Work to be completed: Pull out each line of the records that contains the string "blue" and copy those lines in full.

Records for this exercise:
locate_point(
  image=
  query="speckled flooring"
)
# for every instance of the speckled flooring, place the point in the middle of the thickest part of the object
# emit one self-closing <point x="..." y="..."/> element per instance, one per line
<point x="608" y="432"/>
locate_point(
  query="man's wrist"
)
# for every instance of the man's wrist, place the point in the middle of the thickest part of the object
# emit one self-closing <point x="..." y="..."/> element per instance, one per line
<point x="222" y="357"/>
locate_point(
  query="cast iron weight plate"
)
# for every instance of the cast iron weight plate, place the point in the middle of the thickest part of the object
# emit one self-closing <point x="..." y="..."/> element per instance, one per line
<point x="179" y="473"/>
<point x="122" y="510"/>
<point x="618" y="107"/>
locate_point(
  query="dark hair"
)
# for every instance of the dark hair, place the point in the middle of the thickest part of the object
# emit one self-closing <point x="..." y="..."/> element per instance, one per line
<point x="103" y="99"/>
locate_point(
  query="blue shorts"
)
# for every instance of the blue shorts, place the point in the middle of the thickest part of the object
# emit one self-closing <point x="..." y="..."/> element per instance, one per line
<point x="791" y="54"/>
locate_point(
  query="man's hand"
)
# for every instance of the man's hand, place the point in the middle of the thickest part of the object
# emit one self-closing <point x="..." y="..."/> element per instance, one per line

Final answer:
  query="blue shorts"
# for every instance of the blue shorts, place the point in the middle of the thickest part of the object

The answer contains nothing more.